- [WHAT TO DO]:
1 > Translate this sentence from the Steph Cook article into French: "She was forced to give up the sport due to a series of stress fractures in a rib."
2 > Answer these questions from the Steph Cook article:
(a) Where was Cook born?
(b) In which year's Women's Lightweight Boat Race did she win a Half-Blue for rowing?
(c) What organization did she serve as president of in 1995–1996?

- [PASSAGE FOR REVIEW]:
______________________________

Steph Cook MBE

Personal information
- Full name: Stephanie Jayne Cook
- Nationality: British
- Born: 7 February 1972 (age 54) Irvine, North Ayrshire, Scotland
- Education: Peterhouse, Cambridge Lincoln College, Oxford

Medal record
Women's modern pentathlon
Representing Great Britain
Olympic Games
| Gold medal – first place | 2000 Sydney | Individual |

= Steph Cook =

British modern pentathlete

Stephanie Jayne Cook, MBE (born 7 February 1972) is a British retired modern pentathlete. She was the Olympic champion at this event in 2000.

Cook was born in Irvine, North Ayrshire, Scotland. She was educated at Bedford High School; The Perse School for Girls; Peterhouse, Cambridge and then Lincoln College, Oxford, where she read medicine.

As an undergraduate at Cambridge, Cook won a Half-Blue for rowing in the 1993 Women's Lightweight Boat Race. She was forced to give up the sport due to a series of stress fractures in a rib.

Cook took up modern pentathlon whilst completing her course in clinical medicine at Oxford. She was president of the Oxford University Modern Pentathlon Association in 1995–1996, and won the women's individual title in the Varsity match against Cambridge in 1997.

______________________________

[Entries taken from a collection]
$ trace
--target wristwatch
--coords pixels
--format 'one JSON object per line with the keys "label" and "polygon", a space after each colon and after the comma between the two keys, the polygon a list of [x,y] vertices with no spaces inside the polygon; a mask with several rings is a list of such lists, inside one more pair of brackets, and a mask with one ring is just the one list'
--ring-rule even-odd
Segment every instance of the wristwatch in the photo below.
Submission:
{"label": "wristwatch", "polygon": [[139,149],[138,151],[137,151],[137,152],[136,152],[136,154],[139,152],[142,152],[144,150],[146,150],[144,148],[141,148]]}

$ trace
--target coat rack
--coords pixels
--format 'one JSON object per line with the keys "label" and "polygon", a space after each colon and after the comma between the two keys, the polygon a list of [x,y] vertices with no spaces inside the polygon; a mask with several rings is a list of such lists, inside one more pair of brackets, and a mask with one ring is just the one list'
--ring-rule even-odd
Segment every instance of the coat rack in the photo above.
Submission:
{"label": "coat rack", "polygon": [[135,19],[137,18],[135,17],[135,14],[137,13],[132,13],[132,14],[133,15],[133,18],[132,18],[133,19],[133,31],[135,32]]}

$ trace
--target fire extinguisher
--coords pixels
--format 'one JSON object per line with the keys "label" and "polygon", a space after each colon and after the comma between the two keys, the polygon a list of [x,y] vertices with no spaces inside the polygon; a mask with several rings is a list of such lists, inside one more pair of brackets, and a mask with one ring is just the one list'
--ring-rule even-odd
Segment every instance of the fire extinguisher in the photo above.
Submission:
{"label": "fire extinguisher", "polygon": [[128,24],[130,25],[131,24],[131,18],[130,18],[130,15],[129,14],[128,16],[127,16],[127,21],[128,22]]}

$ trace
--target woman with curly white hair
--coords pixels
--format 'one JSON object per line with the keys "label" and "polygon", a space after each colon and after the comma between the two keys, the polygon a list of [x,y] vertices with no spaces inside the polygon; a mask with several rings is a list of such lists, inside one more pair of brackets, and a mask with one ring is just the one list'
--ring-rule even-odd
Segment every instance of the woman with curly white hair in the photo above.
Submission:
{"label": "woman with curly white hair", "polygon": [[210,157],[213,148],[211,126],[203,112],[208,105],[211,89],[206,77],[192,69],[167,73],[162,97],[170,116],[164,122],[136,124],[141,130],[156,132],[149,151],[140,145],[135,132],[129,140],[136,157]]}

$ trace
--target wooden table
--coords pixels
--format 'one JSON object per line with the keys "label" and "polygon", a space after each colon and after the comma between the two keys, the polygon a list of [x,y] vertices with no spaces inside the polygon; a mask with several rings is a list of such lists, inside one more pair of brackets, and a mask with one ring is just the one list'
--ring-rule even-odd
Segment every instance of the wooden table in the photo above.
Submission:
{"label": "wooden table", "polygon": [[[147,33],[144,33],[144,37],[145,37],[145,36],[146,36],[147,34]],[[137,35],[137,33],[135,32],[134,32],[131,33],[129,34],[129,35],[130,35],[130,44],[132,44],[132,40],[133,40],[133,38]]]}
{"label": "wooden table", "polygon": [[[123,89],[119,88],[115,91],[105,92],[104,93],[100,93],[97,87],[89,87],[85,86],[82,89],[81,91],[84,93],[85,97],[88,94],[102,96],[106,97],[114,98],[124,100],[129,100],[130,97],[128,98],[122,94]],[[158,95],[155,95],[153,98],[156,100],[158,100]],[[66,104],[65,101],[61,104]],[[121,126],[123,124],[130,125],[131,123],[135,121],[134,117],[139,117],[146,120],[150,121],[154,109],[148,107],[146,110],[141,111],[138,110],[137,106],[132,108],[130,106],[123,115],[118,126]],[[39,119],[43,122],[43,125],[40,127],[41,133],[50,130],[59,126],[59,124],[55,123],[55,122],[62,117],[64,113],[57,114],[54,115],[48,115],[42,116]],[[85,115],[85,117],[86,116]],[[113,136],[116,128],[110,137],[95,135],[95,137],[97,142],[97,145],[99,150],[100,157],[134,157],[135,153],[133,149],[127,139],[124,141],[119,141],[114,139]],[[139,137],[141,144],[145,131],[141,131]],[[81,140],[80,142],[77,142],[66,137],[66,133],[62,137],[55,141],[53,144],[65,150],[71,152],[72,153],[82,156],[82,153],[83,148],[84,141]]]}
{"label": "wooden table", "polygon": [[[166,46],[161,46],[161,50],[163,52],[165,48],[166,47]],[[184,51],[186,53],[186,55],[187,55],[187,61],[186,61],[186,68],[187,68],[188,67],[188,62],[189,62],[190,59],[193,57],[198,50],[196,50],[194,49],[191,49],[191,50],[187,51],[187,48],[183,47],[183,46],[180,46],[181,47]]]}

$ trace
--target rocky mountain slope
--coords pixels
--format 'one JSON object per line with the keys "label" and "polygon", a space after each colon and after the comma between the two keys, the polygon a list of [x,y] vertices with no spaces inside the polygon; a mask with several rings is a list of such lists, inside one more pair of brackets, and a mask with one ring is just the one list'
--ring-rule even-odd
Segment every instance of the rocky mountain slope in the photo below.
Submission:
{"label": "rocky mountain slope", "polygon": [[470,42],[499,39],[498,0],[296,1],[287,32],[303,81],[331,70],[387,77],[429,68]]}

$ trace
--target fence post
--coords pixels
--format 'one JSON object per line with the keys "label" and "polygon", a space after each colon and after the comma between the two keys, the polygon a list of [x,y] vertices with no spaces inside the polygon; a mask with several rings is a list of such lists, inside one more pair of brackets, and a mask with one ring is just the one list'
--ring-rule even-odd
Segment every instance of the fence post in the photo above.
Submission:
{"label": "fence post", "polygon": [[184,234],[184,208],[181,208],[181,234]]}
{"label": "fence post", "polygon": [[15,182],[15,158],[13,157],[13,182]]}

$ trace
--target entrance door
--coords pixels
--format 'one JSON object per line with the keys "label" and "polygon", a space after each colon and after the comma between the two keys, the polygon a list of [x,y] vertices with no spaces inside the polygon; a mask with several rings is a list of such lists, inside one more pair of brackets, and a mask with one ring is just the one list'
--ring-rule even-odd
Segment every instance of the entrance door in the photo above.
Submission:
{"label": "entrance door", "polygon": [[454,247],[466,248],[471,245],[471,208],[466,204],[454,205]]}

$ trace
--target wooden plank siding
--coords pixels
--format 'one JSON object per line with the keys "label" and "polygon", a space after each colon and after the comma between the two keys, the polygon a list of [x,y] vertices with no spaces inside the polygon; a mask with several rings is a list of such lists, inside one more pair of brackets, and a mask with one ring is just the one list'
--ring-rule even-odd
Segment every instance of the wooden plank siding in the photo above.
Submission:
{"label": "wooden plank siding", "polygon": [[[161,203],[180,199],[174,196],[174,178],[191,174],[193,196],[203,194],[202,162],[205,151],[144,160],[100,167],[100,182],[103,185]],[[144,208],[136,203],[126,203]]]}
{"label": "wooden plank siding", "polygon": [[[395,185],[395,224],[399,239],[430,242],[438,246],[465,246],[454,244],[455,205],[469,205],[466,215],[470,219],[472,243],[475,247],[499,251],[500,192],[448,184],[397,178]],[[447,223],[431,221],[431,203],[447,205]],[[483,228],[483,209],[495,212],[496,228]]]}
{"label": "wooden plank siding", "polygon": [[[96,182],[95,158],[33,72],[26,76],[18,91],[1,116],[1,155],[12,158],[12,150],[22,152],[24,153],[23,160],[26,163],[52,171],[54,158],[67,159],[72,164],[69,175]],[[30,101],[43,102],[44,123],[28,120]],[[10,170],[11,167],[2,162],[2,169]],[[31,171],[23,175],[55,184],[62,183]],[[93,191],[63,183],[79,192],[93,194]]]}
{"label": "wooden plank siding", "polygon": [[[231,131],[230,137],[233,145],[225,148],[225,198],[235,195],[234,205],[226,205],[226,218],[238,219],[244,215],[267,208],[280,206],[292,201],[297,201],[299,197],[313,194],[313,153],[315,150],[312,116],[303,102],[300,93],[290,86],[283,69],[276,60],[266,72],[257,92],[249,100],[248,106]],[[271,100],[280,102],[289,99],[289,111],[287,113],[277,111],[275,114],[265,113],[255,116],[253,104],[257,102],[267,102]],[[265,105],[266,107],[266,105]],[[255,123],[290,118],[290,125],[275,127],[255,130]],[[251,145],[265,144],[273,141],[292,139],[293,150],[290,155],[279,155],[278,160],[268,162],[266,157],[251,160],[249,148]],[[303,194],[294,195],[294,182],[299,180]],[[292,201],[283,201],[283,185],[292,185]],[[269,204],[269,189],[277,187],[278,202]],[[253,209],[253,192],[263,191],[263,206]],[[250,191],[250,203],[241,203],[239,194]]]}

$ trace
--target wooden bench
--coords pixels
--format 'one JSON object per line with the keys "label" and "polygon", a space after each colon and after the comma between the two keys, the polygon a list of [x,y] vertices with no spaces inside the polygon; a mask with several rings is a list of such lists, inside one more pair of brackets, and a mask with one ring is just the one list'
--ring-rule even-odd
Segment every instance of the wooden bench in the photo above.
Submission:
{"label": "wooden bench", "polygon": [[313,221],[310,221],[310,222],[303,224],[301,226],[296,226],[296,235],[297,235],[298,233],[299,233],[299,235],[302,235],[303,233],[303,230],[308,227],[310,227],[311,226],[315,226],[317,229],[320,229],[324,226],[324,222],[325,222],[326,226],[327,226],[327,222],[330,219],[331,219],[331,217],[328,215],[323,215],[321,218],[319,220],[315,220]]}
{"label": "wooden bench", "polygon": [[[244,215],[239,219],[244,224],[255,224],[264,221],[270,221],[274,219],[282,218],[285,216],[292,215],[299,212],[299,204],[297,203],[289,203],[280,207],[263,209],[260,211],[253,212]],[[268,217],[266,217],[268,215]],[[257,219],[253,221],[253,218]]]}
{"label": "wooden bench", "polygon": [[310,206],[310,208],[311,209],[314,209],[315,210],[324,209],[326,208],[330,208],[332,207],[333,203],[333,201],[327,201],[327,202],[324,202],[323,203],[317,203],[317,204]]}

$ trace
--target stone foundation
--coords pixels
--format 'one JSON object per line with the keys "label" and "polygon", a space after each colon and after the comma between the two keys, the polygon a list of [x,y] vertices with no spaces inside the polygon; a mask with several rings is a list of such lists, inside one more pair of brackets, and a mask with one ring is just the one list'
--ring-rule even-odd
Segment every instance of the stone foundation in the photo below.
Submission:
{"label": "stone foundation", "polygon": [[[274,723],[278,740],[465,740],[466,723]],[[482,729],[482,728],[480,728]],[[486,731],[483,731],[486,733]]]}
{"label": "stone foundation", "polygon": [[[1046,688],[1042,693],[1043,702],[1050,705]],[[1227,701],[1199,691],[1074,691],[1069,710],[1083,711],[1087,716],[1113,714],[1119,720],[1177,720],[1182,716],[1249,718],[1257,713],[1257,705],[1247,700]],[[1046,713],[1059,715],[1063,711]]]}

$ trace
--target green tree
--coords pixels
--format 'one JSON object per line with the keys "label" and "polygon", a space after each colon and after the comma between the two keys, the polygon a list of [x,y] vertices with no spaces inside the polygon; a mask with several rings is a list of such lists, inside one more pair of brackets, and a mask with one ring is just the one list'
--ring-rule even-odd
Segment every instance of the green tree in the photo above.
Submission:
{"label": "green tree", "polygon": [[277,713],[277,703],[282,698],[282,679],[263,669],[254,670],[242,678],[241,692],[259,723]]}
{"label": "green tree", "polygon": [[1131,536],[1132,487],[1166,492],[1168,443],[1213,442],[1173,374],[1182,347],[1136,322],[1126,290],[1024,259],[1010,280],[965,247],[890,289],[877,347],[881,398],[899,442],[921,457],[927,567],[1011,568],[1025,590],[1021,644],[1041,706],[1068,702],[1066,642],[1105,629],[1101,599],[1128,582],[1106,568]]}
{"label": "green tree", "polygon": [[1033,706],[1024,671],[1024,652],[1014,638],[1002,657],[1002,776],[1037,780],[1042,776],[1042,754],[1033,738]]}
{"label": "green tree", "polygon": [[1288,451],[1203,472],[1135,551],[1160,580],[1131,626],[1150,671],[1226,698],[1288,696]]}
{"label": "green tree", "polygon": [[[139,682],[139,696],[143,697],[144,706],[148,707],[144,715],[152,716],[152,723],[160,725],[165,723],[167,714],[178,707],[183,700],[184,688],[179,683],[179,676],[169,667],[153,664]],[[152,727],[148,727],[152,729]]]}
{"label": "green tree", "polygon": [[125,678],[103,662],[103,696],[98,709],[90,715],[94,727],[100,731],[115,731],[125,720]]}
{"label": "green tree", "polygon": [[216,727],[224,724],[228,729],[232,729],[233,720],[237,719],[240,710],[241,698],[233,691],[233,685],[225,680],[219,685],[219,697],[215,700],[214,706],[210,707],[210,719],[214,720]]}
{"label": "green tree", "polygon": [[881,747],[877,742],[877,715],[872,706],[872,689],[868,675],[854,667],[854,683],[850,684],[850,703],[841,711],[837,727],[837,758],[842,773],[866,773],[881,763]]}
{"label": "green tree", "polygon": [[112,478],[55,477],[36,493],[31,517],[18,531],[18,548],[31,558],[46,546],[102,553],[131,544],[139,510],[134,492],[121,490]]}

______________________________

- [RESULTS FOR THE EXERCISE]:
1 > Elle a été contrainte d'abandonner ce sport en raison d'une série de fractures de fatigue à une côte.

2 >
(a) Irvine, North Ayrshire, Scotland
(b) 1993
(c) The Oxford University Modern Pentathlon Association